──────── EXCERPTED DATA ────────

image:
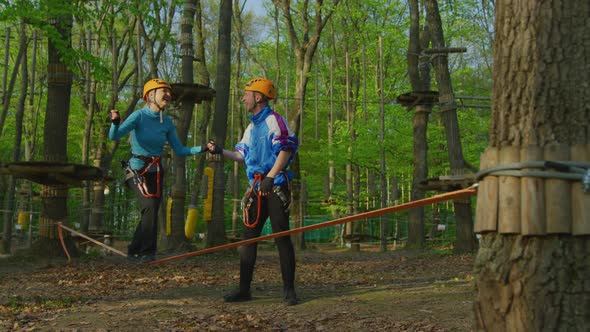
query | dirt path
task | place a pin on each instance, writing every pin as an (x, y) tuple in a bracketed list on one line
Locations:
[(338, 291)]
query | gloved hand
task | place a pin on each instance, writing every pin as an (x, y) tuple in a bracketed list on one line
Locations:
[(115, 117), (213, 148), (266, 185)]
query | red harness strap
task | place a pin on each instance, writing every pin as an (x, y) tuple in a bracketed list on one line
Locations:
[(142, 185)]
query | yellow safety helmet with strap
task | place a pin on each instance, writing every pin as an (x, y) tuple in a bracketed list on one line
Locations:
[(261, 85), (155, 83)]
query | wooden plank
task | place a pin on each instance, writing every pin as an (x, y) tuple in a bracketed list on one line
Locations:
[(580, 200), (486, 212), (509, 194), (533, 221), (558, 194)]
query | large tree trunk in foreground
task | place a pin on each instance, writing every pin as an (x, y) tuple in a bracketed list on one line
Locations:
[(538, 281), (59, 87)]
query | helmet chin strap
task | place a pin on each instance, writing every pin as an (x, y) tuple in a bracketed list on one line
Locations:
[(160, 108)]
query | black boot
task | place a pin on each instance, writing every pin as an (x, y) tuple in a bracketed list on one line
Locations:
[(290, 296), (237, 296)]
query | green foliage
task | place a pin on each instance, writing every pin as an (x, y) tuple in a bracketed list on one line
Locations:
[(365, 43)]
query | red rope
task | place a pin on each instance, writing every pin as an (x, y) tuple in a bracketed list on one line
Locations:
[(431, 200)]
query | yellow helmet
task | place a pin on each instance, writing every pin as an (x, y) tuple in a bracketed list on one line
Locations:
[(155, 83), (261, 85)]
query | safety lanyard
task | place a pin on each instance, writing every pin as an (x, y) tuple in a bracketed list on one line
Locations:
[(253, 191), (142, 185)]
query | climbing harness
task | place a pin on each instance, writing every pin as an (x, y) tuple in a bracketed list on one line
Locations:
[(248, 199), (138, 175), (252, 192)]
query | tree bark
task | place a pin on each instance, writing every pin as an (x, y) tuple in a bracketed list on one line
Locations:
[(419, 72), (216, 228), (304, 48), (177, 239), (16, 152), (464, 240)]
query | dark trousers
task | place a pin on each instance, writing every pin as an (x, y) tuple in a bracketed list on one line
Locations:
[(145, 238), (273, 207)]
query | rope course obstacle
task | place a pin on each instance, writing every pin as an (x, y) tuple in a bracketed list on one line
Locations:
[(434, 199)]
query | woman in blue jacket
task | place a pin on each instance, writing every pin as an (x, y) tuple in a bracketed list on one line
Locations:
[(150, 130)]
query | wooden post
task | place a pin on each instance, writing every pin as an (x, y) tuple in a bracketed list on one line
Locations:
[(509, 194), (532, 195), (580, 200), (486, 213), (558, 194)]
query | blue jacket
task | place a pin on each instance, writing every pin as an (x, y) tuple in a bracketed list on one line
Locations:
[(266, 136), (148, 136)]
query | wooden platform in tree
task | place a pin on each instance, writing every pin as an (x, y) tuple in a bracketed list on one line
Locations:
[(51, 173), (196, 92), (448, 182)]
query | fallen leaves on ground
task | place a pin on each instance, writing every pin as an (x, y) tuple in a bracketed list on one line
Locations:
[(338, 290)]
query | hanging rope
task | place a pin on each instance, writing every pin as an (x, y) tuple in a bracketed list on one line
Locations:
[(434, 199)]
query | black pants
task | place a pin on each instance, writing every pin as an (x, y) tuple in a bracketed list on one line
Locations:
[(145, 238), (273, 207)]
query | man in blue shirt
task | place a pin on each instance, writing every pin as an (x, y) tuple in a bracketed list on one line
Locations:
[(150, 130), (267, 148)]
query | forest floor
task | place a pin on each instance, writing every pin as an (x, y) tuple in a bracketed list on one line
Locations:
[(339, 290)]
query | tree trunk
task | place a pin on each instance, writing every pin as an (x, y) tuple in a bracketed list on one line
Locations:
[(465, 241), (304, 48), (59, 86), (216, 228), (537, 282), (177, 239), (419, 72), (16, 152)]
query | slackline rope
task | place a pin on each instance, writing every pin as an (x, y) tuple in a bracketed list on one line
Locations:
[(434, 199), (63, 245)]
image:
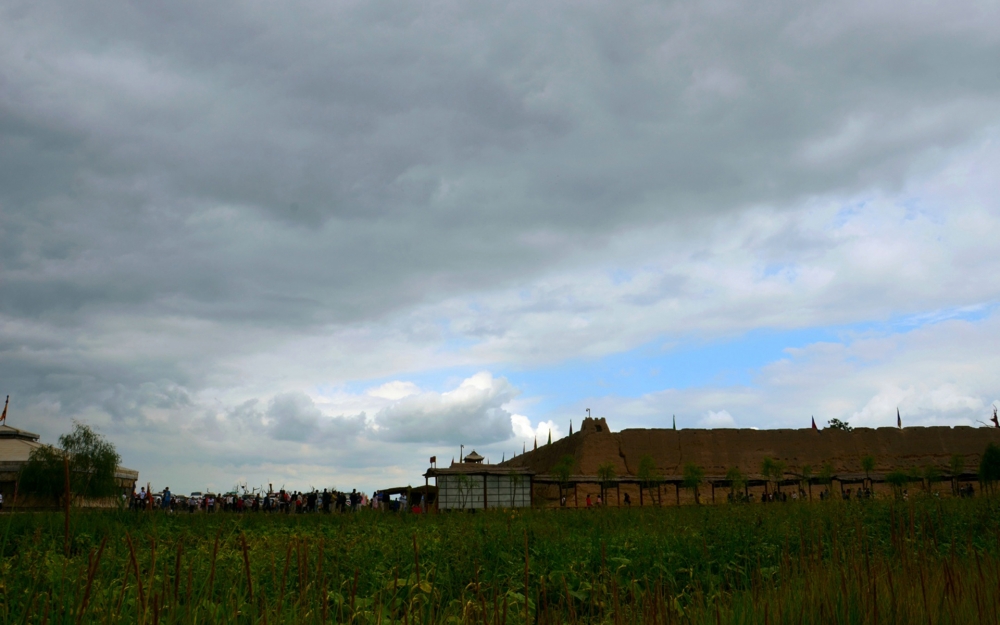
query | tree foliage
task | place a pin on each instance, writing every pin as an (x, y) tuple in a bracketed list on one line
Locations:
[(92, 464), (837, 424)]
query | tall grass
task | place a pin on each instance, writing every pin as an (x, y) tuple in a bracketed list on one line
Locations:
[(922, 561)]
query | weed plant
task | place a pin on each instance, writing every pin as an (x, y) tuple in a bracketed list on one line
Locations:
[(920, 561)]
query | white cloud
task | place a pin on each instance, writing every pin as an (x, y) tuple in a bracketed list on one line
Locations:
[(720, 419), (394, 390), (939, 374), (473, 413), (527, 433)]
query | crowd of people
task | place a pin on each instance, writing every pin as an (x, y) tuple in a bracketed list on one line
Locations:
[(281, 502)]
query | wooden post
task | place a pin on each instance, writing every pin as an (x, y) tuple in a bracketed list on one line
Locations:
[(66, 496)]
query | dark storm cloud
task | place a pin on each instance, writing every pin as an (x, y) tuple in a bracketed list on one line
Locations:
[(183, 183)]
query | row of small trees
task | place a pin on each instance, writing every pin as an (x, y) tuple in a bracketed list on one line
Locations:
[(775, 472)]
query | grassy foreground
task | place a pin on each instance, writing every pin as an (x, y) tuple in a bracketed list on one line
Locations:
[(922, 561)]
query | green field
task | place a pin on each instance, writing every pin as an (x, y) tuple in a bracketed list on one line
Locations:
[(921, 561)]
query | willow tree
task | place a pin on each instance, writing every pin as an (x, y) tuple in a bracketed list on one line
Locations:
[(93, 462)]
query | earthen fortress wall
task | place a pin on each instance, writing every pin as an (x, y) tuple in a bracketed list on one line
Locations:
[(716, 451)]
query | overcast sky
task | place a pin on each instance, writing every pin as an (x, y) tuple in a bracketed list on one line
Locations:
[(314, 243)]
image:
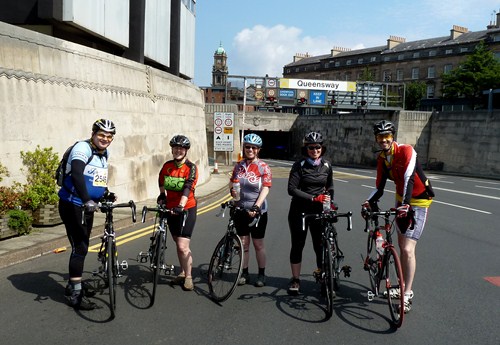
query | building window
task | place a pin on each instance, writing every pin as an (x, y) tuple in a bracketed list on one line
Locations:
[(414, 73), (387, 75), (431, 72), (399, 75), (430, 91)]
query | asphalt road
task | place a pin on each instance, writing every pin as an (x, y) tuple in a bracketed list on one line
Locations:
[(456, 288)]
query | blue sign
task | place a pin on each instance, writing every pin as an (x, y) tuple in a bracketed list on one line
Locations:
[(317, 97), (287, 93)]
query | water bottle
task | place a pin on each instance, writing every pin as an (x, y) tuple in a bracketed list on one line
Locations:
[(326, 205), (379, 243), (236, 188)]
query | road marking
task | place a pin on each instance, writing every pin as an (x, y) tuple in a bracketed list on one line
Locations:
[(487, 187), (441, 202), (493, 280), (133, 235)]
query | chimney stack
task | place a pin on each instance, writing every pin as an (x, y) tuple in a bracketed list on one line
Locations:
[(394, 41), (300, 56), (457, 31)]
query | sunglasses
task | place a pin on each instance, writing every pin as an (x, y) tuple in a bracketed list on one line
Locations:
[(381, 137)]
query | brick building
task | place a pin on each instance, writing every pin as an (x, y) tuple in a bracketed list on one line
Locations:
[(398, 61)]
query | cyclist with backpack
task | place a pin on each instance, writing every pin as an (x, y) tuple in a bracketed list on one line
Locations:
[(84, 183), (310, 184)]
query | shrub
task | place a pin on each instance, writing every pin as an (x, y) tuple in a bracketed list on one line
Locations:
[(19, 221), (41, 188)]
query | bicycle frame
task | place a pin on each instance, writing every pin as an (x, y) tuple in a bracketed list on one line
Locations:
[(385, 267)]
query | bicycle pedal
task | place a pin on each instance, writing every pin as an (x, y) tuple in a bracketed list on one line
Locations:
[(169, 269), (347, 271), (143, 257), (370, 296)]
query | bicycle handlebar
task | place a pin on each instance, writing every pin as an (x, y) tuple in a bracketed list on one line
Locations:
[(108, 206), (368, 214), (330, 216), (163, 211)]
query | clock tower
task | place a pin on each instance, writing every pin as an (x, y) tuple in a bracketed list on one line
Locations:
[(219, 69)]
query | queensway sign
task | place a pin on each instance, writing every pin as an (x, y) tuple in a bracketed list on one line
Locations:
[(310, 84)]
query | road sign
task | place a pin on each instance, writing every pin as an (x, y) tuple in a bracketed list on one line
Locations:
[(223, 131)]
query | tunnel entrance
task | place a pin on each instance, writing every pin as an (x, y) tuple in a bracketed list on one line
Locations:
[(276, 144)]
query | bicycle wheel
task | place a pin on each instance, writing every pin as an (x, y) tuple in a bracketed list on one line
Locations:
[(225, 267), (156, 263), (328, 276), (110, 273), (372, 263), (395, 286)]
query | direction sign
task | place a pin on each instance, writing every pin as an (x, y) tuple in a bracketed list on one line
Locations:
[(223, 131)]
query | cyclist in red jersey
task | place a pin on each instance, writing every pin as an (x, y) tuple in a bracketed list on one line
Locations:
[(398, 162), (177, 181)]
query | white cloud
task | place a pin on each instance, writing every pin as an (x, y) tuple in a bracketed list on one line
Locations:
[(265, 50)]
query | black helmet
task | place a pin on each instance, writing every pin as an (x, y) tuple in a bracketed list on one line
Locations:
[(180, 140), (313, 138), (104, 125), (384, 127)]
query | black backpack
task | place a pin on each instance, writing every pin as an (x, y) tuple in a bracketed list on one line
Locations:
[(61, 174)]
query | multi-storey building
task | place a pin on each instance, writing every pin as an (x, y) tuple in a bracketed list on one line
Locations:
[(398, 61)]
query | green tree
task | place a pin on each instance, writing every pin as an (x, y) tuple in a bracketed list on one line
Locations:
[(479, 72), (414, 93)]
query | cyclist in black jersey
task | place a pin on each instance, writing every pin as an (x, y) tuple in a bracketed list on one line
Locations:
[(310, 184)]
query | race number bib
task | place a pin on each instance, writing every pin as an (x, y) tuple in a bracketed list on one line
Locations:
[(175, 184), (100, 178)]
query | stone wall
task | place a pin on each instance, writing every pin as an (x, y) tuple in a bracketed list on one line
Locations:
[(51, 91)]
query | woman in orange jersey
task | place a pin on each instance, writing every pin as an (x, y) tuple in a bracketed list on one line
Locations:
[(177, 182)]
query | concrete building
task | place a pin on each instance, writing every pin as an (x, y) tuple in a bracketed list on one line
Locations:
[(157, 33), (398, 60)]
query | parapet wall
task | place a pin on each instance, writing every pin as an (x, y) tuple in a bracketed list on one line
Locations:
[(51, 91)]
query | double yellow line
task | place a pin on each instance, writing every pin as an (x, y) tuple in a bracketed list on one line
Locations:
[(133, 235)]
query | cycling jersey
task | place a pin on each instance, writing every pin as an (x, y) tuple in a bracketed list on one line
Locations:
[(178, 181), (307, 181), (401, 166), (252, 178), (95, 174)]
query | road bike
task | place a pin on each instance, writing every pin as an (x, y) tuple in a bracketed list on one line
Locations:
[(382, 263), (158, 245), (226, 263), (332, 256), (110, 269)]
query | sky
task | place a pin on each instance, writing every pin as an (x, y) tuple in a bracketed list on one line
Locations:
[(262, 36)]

────────

Reproduce the entries from the start through the line containing "[(115, 117), (213, 148), (266, 185)]", swapping "gloved hand" for "bare hand" and keeping everything else the same. Leave the pictures out.

== ANSWER BELOW ==
image:
query | dirt path
task | place a pin on each instance, writing every pin as an (x, y) tuple in a bracketed list on one line
Locations:
[(338, 291)]
query | bare hand
task | place a pin on each instance, writing every pin as an (x, y) tuple in a bracketed list on one line
Locations:
[(115, 117), (213, 148), (266, 185)]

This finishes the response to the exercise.